[Saved entries]
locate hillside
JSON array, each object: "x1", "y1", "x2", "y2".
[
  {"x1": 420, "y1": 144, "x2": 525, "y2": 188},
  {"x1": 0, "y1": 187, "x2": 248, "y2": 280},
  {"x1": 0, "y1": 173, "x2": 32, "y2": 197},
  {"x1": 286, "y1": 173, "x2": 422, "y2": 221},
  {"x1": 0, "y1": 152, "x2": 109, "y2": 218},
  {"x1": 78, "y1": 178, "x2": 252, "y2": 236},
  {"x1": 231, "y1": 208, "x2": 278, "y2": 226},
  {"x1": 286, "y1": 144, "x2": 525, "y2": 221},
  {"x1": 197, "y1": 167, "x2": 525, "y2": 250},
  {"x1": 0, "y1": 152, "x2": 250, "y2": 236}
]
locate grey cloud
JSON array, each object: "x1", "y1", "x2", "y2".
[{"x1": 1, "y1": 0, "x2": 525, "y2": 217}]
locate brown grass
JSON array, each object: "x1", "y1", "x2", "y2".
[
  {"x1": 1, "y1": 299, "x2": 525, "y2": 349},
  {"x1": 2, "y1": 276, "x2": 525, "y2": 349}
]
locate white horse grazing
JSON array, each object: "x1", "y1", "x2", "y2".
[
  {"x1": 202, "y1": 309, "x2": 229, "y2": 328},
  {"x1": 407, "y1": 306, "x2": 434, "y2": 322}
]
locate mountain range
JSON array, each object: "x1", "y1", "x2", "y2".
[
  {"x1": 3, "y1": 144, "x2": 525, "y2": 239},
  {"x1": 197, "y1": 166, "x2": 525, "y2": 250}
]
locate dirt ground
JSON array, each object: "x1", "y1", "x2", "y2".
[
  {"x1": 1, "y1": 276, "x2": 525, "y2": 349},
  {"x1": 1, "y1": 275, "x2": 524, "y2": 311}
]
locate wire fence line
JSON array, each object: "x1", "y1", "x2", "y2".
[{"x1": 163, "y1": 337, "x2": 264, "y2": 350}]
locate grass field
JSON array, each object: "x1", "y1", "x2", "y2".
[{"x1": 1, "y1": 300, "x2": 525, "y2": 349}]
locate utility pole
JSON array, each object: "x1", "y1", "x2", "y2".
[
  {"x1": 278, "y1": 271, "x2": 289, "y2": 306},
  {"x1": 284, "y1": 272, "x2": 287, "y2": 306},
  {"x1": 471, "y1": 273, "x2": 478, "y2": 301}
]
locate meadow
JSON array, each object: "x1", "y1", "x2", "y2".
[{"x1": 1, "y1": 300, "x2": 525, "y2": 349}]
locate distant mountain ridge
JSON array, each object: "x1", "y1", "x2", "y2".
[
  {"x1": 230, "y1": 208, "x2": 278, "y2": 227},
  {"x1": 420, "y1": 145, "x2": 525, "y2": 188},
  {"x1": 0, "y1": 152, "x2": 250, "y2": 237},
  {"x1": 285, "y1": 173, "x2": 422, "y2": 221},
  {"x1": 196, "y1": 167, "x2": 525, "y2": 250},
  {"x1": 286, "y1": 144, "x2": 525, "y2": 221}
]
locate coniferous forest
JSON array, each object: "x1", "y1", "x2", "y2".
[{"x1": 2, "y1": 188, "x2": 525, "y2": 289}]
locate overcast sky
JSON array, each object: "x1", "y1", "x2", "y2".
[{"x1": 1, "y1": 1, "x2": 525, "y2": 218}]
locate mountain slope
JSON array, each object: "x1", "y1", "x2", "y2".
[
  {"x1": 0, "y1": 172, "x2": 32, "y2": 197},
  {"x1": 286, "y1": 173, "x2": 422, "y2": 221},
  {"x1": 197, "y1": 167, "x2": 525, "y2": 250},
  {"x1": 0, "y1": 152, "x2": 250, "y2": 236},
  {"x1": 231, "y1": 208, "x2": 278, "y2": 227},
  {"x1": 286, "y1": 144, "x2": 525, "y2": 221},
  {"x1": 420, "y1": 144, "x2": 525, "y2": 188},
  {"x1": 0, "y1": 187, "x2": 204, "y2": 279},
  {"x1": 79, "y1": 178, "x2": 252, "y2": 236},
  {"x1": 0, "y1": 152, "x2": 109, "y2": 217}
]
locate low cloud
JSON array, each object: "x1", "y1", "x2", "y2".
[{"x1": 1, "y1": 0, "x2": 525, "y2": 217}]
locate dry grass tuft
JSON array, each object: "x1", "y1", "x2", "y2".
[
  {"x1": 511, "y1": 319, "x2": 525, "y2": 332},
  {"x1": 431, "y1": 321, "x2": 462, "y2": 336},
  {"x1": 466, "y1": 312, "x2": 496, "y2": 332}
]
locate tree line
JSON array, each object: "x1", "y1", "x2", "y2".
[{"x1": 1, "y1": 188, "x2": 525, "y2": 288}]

* * *

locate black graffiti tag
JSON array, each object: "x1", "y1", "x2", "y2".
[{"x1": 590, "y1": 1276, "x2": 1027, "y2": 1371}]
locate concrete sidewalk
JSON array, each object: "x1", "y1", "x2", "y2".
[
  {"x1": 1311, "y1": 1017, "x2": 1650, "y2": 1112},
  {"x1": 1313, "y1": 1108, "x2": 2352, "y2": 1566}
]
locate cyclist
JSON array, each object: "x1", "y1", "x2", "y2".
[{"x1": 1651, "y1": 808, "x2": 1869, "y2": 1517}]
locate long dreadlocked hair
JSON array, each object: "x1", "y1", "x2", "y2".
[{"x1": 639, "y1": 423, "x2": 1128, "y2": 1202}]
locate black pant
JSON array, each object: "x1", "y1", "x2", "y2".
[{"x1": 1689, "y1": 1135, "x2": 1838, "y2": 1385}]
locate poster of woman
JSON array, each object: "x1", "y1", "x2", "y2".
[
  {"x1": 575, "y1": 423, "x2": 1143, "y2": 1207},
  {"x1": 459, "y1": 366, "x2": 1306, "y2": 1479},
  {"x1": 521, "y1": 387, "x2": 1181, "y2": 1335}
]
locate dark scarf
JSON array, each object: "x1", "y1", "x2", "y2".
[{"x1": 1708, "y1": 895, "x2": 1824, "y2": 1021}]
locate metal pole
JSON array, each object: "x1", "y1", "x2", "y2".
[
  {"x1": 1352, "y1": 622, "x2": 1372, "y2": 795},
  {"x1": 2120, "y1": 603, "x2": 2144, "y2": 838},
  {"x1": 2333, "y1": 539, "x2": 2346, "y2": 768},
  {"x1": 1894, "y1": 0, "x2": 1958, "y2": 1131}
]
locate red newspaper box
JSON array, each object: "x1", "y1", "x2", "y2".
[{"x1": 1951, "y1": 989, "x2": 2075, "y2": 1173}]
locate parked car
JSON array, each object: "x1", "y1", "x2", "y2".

---

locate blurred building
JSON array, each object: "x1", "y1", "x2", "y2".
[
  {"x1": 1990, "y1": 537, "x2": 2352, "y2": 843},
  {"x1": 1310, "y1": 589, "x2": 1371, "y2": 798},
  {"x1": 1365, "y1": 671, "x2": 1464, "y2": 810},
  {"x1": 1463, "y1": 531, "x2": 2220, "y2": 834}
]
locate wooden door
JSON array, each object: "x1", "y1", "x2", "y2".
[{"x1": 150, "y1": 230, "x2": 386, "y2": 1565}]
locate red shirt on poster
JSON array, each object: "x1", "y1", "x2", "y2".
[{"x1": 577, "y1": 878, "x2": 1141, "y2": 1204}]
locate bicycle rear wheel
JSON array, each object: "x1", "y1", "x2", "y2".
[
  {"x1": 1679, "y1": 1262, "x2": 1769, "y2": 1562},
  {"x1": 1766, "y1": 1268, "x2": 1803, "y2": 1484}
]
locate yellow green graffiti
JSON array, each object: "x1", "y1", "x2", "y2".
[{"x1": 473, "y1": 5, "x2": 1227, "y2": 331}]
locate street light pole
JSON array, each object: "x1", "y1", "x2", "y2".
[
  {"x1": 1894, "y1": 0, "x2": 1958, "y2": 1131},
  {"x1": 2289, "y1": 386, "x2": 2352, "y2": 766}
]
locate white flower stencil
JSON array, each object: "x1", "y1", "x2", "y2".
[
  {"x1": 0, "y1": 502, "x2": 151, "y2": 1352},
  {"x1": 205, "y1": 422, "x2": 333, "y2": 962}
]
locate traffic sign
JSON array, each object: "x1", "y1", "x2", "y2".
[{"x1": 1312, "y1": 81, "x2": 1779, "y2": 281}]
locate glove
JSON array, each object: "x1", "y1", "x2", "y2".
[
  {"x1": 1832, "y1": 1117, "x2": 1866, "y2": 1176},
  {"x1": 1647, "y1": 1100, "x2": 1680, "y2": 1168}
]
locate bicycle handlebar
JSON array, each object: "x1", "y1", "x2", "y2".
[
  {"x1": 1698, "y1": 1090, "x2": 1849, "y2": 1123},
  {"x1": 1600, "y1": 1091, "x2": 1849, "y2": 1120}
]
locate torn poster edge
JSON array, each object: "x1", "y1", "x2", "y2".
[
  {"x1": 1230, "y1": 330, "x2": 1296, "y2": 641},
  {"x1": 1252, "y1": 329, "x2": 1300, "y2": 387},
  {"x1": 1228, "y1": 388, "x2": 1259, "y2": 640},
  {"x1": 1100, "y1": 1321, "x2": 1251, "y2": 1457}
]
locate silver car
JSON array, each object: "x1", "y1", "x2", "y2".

* [WHAT YOU HAVE TO DO]:
Among the records above, only the lines between the line holding "locate traffic sign" and the line holding "locate bicycle handlebar", inclusive, are to be output, exactly as written.

* [RESPONSE BOX]:
locate traffic sign
JSON array, each object: "x1", "y1", "x2", "y2".
[{"x1": 1312, "y1": 81, "x2": 1779, "y2": 281}]
locate glove
JSON array, each object: "x1", "y1", "x2", "y2".
[
  {"x1": 1832, "y1": 1117, "x2": 1866, "y2": 1176},
  {"x1": 1647, "y1": 1100, "x2": 1680, "y2": 1168}
]
locate bicycle handlebar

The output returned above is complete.